+++ Reading text +++

I took notes on this proof the other day while observing Mr. Provo and Mr. DePalma team teach:
Start with a circle with the velocities pointing in the tangential direction to the circle. Draw the radius so students can see the velocity is perpendicular to the radius. Label the angles and radius so students can see they are the same (even if one angle is larger, it means the arc covered in that time is longer).
The next step in the proof is some vector addition. Placing two vectors together (not using the initial vector since it has no vertical component), students can find the direction and magnitude of the acceleration. According to the image below, the acceleration will be toward the center of the circle.
This triangle (when drawn well) will be a similar triangle to those in the circle. This means we can create a ratio.

+++ Dataset entries +++

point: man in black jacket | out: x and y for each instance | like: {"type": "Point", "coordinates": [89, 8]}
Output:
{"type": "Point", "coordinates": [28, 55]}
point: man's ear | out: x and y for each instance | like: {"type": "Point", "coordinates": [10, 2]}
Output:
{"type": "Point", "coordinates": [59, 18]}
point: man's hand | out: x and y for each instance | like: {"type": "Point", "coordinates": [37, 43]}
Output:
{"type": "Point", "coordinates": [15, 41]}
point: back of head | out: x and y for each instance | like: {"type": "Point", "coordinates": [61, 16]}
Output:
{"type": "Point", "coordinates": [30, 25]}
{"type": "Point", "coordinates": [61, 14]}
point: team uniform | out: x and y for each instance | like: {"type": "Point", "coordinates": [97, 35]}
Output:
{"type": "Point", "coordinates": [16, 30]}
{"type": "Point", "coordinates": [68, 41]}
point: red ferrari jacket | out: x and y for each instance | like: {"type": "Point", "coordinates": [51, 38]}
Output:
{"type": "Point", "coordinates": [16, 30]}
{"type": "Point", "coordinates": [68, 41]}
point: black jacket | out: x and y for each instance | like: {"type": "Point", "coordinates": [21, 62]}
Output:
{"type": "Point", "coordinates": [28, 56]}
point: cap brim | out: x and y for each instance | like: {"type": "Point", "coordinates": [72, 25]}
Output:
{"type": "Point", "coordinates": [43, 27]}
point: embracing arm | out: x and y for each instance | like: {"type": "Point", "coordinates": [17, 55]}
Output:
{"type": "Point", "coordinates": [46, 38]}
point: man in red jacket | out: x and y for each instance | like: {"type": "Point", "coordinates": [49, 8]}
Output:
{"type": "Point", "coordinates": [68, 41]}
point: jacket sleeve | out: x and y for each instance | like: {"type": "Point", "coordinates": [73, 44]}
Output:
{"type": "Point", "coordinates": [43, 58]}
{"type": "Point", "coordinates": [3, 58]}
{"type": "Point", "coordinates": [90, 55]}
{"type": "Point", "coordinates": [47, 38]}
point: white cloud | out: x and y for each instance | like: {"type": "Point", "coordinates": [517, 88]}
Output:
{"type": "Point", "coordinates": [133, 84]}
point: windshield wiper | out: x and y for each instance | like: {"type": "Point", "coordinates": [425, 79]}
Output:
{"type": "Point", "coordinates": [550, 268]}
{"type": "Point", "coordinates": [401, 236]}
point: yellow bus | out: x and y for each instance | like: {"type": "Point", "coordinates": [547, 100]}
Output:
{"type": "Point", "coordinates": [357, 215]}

+++
+++ Dataset entries +++

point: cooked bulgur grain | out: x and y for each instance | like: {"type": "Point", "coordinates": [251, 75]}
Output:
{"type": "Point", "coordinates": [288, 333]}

+++

Goal: Retype the part of the notes on the circular motion proof that begins at the words "I took notes" and stops after "create a ratio.".

Full response:
I took notes on this proof the other day while observing Mr. Provo and Mr. DePalma team teach:
Start with a circle with the velocities pointing in the tangential direction to the circle. Draw the radius so students can see the velocity is perpendicular to the radius. Label the angles and radius so students can see they are the same (even if one angle is larger, it means the arc covered in that time is longer).
The next step in the proof is some vector addition. Placing two vectors together (not using the initial vector since it has no vertical component), students can find the direction and magnitude of the acceleration. According to the image below, the acceleration will be toward the center of the circle.
This triangle (when drawn well) will be a similar triangle to those in the circle. This means we can create a ratio.